# Excerpted text
One of the most tradeable stocks during the peak of the pandemic was Etsy (ETSY -0.16%), an e-commerce platform best known for its unique handmade goods. As the pandemic gave rise to an increased number of remote-work employees, people found themselves flocking to online platforms such as Etsy or Amazon to find everything to create their own work-from-home oasis.
However, a number of factors have caused Etsy stock to cool down. Revenue growth has slowed compared to pandemic levels. On top of all that, the economy remains in an environment of rising interest rates, causing some investors to shy away from consumer discretionary businesses like Etsy.
Despite these hurdles, I believe the stock presents an interesting buying opportunity. Here's why I am bullish and believe it looks like an attractive buy right now.
How is the business performing?
The pandemic served as a major catalyst for Etsy, and in 2020 revenue grew 111% year over year, and net income increased a whopping 264%. The company followed this up with respectable results in 2021, with 35% revenue growth and a 41% increase in profit.
It was unreasonable for investors to believe that Etsy could sustain this level of growth. Its 2022, results illustrated how the tailwinds from the pandemic were coming to a halt -- and since then, investors have punished the stock. Revenue for 2022 was $2.6 billion, a mere 10% year-over-year increase. Moreover, management guided for first-quarter 2023 revenue in the range of $600 million to $640 million, which would represent roughly 10% annual growth at the high end of guidance.
Since the company issued full-year 2022 results back in February, the stock has cratered almost 40%. And since its first-quarter 2023 results issued in early May, Etsy stock is basically flat.
Revenue for the quarter ended March 31 was $641 million, narrowly beating the high end of its prior guidance. However, net income decreased 13% year over year, largely because of material increases in operating expenses. The company grew its product development and marketing costs by 30% and 11% year over year, respectively.
Given these cost increases, it's natural that some investors might become spooked, especially because it seems like just about every big tech company is slashing expenses left and right. But I believe that Etsy is allocating costs strategically and that some of the investments it's making will yield noticeable results sooner rather than later.
Are there any catalysts?
Given the rise in product development expenses in particular, investors should be curious about what new features Etsy has up its sleeve. For starters, the company recently launched a new way to search for goods. For years, the only way to find something on Etsy was to type it into a standard search bar. Now, the company has rolled out a feature called "search by image."
Users of the mobile app can take pictures of unique items they might see while out shopping. Etsy will then take the image and use visual search algorithms to identify similar-looking items on its marketplace. This opens up an entirely new avenue for shoppers to discover items on Etsy's platform.

# Given information
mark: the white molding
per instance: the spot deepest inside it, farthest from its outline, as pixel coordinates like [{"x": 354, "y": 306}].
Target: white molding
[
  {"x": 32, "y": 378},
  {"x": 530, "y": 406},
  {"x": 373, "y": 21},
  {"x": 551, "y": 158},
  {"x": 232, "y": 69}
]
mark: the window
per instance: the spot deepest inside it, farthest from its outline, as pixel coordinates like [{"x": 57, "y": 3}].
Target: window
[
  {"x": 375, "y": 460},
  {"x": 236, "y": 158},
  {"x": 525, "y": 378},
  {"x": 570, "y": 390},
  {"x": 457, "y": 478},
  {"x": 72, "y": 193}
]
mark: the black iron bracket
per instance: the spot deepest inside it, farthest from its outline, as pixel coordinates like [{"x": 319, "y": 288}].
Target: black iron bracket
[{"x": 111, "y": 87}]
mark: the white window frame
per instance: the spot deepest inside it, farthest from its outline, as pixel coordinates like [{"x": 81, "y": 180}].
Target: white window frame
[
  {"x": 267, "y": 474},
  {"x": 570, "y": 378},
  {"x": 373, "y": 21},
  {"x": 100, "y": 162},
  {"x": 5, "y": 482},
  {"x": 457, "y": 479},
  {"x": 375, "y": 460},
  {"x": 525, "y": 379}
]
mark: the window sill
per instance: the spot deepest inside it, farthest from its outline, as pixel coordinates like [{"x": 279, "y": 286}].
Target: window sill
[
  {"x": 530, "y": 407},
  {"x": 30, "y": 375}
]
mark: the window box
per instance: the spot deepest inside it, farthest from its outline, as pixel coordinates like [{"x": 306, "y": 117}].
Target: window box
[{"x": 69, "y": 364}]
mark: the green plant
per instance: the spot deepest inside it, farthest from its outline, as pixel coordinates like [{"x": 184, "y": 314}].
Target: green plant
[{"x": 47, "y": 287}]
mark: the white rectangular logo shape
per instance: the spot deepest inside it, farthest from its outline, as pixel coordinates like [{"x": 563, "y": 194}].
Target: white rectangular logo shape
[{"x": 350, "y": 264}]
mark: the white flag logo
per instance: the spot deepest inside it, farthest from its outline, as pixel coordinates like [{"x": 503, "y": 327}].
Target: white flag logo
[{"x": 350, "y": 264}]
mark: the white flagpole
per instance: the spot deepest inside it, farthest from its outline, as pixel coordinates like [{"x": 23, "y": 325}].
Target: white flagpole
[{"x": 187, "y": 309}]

# What you need to do
**1.** According to the Etsy article, what was Etsy's revenue for 2022?
**2.** Quote the passage of the Etsy article that starts with the words "One of the most" and ends with the words "buy right now.".

# Problem solutions
**1.** $2.6 billion

**2.**
One of the most tradeable stocks during the peak of the pandemic was Etsy (ETSY -0.16%), an e-commerce platform best known for its unique handmade goods. As the pandemic gave rise to an increased number of remote-work employees, people found themselves flocking to online platforms such as Etsy or Amazon to find everything to create their own work-from-home oasis.
However, a number of factors have caused Etsy stock to cool down. Revenue growth has slowed compared to pandemic levels. On top of all that, the economy remains in an environment of rising interest rates, causing some investors to shy away from consumer discretionary businesses like Etsy.
Despite these hurdles, I believe the stock presents an interesting buying opportunity. Here's why I am bullish and believe it looks like an attractive buy right now.